Extrait du texte:

Une exploration de ces quatre espaces illustre l’apport du design en tant qu’activité de création visant à proposer des solutions pour améliorer la qualité de vie.

Pour favoriser l’égalité filles-garçons, les cours de récréation « dégenrées » se multiplient.

En 2017, le Haut Conseil à l’égalité entre les hommes et les femmes constatait que « l’occupation de l’espace dans la cour de récréation est, dès le plus jeune âge, très sexuée ». Ainsi, les garçons occupent 80% de la surface en s’appropriant l’espace central (le plus souvent, pour jouer au foot), alors que les filles utilisent les marges de la cour avec des jeux impliquant peu de mobilité.

La géographe Edith MARUEJOULS, fondatrice du bureau d’études Arobe, a mené plusieurs expérimentations au cours des dernières années auprès des collectivités territoriales. Après des phases d’observation des habitudes des élèves, des nouveaux aménagements sont proposés. A titre d’exemple, dans une école élémentaire des Lilas, le terrain a été divisé trois zones : une zone de jeux collectifs, une zone intermédiaire (jeux de quilles, de raquette, corde à sauter…) et une zone calme.

De nombreuses villes ont pris des initiatives pour dégenrer les cours de récréation telles que Trappes, Lyon, Rennes, Bordeaux ou encore Grenoble. Ces projets peuvent parfois susciter l’interrogation des familles et, plus largement, de la population. Pour contribuer à lever ces questionnements, la méthodologie de conduite des projets doit impliquer les enfants dans la réflexion sur leur espace de vie.

Relevés de cadres étiquetés:
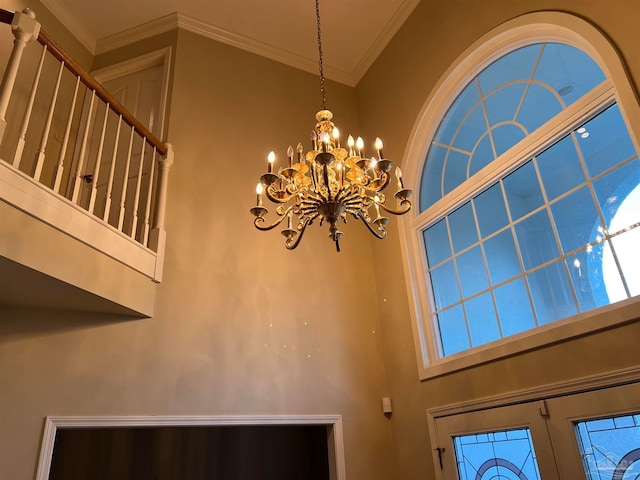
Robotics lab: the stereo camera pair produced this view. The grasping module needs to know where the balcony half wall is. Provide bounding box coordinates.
[0,160,158,317]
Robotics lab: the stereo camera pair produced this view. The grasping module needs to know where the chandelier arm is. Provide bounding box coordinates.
[359,215,387,240]
[378,200,411,215]
[253,205,293,232]
[265,188,296,203]
[284,218,313,250]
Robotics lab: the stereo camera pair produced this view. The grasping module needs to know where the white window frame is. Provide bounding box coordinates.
[399,12,640,379]
[426,367,640,480]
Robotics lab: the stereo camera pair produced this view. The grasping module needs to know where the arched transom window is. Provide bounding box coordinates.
[404,13,640,376]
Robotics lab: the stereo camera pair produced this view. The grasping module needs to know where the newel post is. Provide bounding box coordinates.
[149,143,173,283]
[0,8,40,141]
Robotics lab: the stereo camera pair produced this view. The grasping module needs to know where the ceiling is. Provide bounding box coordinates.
[41,0,420,86]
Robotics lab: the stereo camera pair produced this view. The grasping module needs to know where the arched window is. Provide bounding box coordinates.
[405,13,640,374]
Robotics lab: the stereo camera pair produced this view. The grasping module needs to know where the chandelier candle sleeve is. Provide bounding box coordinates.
[267,151,276,173]
[374,138,384,160]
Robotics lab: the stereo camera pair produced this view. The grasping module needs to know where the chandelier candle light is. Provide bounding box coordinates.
[250,0,411,252]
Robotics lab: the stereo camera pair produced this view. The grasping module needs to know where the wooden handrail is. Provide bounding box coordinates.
[0,8,15,24]
[0,8,167,155]
[38,30,167,155]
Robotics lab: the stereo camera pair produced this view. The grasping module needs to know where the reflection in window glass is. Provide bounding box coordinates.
[453,428,540,480]
[424,102,640,355]
[420,50,640,356]
[575,414,640,480]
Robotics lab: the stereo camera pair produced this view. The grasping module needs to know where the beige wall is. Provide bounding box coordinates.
[357,0,640,480]
[0,0,640,480]
[0,20,394,480]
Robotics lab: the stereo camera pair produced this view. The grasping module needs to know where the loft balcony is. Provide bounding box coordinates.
[0,9,173,317]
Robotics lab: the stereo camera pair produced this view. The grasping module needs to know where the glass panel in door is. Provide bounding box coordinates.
[453,428,540,480]
[574,412,640,480]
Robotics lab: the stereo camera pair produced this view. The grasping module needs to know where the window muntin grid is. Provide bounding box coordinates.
[423,105,640,356]
[419,43,605,211]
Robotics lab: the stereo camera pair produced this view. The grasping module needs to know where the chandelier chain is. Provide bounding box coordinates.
[316,0,327,110]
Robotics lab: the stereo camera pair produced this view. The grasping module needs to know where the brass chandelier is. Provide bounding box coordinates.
[250,0,411,252]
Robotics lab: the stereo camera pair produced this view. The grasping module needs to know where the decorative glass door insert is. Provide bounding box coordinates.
[453,428,540,480]
[575,413,640,480]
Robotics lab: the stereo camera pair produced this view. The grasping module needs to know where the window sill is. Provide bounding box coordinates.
[420,297,640,380]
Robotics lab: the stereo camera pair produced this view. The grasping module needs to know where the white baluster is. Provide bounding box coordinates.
[131,137,147,240]
[33,58,64,181]
[87,103,109,213]
[53,77,80,192]
[13,46,47,168]
[118,127,136,232]
[71,90,96,205]
[102,115,122,222]
[149,143,174,282]
[140,147,158,247]
[0,8,40,141]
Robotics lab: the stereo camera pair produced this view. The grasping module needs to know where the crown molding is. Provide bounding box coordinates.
[96,12,180,55]
[40,0,97,55]
[96,12,355,87]
[40,0,420,87]
[351,0,420,85]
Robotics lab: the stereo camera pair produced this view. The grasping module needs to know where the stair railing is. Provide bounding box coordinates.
[0,9,173,278]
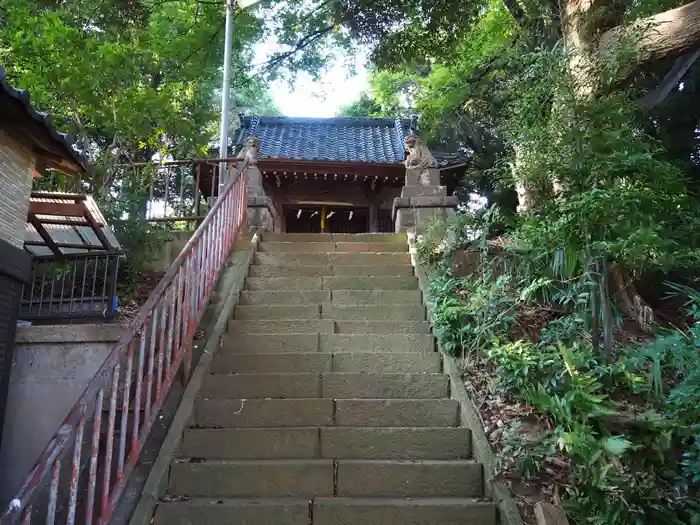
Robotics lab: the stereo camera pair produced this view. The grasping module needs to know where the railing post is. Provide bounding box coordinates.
[0,159,247,525]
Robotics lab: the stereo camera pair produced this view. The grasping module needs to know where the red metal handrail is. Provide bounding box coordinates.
[0,161,247,525]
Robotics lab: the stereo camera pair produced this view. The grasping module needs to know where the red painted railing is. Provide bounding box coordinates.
[0,163,247,525]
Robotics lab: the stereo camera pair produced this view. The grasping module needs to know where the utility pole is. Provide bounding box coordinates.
[218,0,235,195]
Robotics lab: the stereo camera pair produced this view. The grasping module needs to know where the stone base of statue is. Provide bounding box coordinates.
[392,169,459,233]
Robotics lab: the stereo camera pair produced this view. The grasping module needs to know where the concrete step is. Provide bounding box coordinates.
[245,276,418,291]
[259,241,408,253]
[211,350,442,374]
[229,319,430,335]
[211,347,330,374]
[321,373,450,399]
[335,399,459,427]
[319,332,435,354]
[180,427,471,460]
[238,290,333,306]
[192,399,334,428]
[153,498,496,525]
[192,399,459,428]
[199,374,322,399]
[233,303,425,321]
[254,251,411,266]
[321,303,426,321]
[219,332,320,352]
[168,459,334,498]
[263,233,407,244]
[331,290,422,305]
[199,372,449,399]
[233,304,321,321]
[153,498,310,525]
[336,459,484,498]
[312,498,496,525]
[180,427,320,459]
[248,264,413,277]
[320,427,471,460]
[330,352,442,374]
[239,290,422,306]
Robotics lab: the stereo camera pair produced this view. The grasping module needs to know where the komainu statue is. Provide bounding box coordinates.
[403,135,438,170]
[236,137,260,166]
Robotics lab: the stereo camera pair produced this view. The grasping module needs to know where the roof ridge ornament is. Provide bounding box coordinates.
[404,134,438,170]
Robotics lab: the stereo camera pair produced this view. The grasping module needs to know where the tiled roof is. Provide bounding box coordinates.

Travail demandé:
• 1. Pouvez-vous résumer sous forme de liste le paragraphe du texte sur les cours de récréation qui commence par « La géographe Edith MARUEJOULS », sans perdre ses faits principaux ?
• 2. Pouvez-vous reproduire mot pour mot le passage du texte sur les cours de récréation qui va de « De nombreuses villes » jusqu'à « espace de vie. » ?
• 3. Les affirmations suivantes concordent-elles avec le texte sur les cours de récréation ? Pour chacune, répondez par oui ou par non et citez textuellement les mots qui permettent de trancher.
(a) Le Haut Conseil à l'égalité entre les hommes et les femmes a fait son constat en 2017.
(b) Les filles occupent 80 % de la surface de la cour.
(c) Les enfants doivent être associés à la réflexion sur leur espace de vie.

Corrigé:
• 1.
- Edith MARUEJOULS, géographe, a fondé le bureau d'études Arobe.
- Ces dernières années, elle a mené plusieurs expérimentations auprès des collectivités territoriales.
- On observe d'abord les habitudes des élèves, puis on propose de nouveaux aménagements.
- Exemple : dans une école élémentaire des Lilas, le terrain a été divisé en trois zones : une zone de jeux collectifs, une zone intermédiaire (quilles, raquette, corde à sauter…) et une zone calme.

• 2.
De nombreuses villes ont pris des initiatives pour dégenrer les cours de récréation telles que Trappes, Lyon, Rennes, Bordeaux ou encore Grenoble. Ces projets peuvent parfois susciter l’interrogation des familles et, plus largement, de la population. Pour contribuer à lever ces questionnements, la méthodologie de conduite des projets doit impliquer les enfants dans la réflexion sur leur espace de vie.

• 3.
(a) Oui : « En 2017, le Haut Conseil à l’égalité entre les hommes et les femmes constatait »
(b) Non : « les garçons occupent 80% de la surface »
(c) Oui : « la méthodologie de conduite des projets doit impliquer les enfants dans la réflexion sur leur espace de vie »